Reply with one number, the count of lines below that contain the string "muff".
[GIVEN DATA Boundary: Start]
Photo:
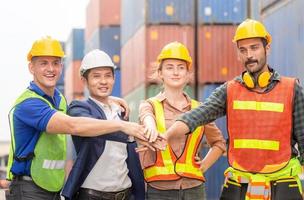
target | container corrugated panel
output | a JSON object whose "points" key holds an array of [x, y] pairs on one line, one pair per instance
{"points": [[287, 47], [101, 13], [135, 13], [140, 52], [134, 98], [108, 40], [74, 47], [154, 89], [217, 54], [222, 11], [117, 86], [132, 17], [73, 85], [215, 174], [170, 12]]}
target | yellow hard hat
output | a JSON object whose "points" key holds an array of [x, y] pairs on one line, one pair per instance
{"points": [[175, 50], [251, 29], [46, 47]]}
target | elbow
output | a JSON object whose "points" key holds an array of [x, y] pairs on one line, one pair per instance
{"points": [[73, 127]]}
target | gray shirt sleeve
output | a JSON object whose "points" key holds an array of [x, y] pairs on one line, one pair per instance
{"points": [[214, 107]]}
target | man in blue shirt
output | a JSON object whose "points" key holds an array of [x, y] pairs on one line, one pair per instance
{"points": [[113, 154], [37, 122]]}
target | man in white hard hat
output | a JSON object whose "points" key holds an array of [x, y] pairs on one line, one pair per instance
{"points": [[38, 122], [107, 167]]}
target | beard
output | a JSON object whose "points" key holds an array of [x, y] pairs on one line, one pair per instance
{"points": [[260, 66]]}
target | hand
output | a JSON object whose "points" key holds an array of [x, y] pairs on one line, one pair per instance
{"points": [[143, 146], [123, 104], [151, 133], [134, 129], [200, 162]]}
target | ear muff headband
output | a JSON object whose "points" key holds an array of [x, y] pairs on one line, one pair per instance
{"points": [[262, 80]]}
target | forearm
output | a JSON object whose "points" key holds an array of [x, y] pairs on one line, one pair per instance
{"points": [[212, 156], [82, 126]]}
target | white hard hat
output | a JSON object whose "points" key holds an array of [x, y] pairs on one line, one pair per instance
{"points": [[95, 58]]}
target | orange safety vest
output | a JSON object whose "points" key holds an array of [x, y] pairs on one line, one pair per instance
{"points": [[167, 166], [260, 126]]}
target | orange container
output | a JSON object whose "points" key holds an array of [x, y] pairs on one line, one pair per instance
{"points": [[101, 13], [138, 55], [73, 85], [217, 54]]}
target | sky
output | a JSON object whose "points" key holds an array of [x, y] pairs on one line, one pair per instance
{"points": [[23, 22]]}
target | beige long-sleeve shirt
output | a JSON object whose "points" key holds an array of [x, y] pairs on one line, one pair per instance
{"points": [[213, 137]]}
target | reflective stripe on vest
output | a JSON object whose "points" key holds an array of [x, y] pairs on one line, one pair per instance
{"points": [[47, 167], [259, 184], [260, 126], [167, 166]]}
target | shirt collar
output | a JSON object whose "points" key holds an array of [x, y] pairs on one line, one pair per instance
{"points": [[114, 107], [54, 100], [161, 97]]}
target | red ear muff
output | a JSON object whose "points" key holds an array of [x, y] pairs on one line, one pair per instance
{"points": [[248, 80], [263, 79]]}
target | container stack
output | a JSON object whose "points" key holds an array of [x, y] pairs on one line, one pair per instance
{"points": [[146, 27], [73, 85], [102, 32], [287, 47]]}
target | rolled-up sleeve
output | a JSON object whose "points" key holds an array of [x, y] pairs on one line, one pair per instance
{"points": [[214, 107], [214, 136]]}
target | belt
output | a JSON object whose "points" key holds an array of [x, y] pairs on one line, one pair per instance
{"points": [[22, 178], [121, 195]]}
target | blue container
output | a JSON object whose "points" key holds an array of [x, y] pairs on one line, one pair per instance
{"points": [[135, 13], [214, 175], [74, 47], [287, 47], [222, 11], [108, 40], [117, 86]]}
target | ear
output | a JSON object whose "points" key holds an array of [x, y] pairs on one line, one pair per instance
{"points": [[267, 49], [31, 67]]}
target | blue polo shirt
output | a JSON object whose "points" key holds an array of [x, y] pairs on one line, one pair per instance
{"points": [[30, 119]]}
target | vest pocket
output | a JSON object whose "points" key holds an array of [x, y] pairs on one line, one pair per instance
{"points": [[287, 189], [231, 191]]}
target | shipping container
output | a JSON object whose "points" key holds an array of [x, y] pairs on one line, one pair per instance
{"points": [[134, 98], [74, 47], [101, 13], [215, 175], [136, 13], [106, 39], [154, 89], [268, 3], [73, 85], [140, 52], [117, 86], [287, 46], [217, 60], [222, 11]]}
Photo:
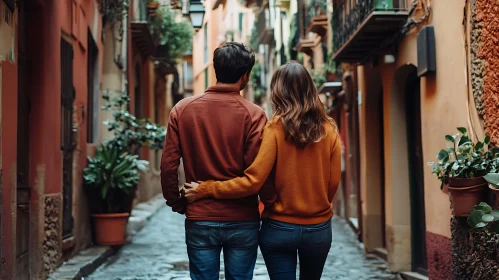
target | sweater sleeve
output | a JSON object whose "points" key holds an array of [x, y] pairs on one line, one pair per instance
{"points": [[335, 168], [254, 176]]}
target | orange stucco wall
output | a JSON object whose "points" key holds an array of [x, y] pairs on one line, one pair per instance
{"points": [[443, 98], [47, 23], [8, 153]]}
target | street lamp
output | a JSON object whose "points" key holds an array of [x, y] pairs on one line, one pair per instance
{"points": [[196, 13]]}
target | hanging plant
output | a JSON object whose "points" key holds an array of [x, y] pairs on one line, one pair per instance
{"points": [[171, 31], [114, 10]]}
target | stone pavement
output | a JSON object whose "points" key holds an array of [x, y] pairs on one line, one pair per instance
{"points": [[158, 252]]}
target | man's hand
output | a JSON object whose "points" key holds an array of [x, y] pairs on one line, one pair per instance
{"points": [[191, 192]]}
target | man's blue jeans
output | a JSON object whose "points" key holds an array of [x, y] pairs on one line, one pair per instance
{"points": [[280, 244], [206, 239]]}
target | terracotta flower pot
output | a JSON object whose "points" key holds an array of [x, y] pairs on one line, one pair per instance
{"points": [[495, 196], [110, 228], [465, 194], [330, 77]]}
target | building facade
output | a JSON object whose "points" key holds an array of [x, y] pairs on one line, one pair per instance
{"points": [[224, 21], [57, 59], [393, 106]]}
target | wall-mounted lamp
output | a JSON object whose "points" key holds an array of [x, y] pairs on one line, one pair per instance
{"points": [[196, 13]]}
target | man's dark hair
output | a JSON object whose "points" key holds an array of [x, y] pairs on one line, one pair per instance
{"points": [[231, 61]]}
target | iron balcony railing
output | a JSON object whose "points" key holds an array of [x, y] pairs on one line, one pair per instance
{"points": [[349, 15], [316, 8], [140, 11], [263, 21]]}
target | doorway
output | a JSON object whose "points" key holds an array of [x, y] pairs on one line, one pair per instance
{"points": [[23, 187], [416, 173], [67, 136]]}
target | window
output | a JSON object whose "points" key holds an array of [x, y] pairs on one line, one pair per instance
{"points": [[240, 22], [92, 91], [206, 78], [205, 43]]}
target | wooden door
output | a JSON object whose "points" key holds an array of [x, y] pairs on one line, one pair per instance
{"points": [[416, 174], [67, 132]]}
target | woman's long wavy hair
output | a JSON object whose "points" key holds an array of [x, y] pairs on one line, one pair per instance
{"points": [[296, 104]]}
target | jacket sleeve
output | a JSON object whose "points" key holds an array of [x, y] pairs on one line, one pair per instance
{"points": [[170, 161], [335, 168], [254, 176], [254, 138]]}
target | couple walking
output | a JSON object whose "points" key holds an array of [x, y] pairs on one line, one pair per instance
{"points": [[234, 157]]}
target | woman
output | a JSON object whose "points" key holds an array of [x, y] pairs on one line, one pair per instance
{"points": [[301, 151]]}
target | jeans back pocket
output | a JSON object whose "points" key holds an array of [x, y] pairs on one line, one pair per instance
{"points": [[276, 235], [320, 235]]}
[GIVEN DATA Boundary: End]
ANSWER TO THIS TASK:
2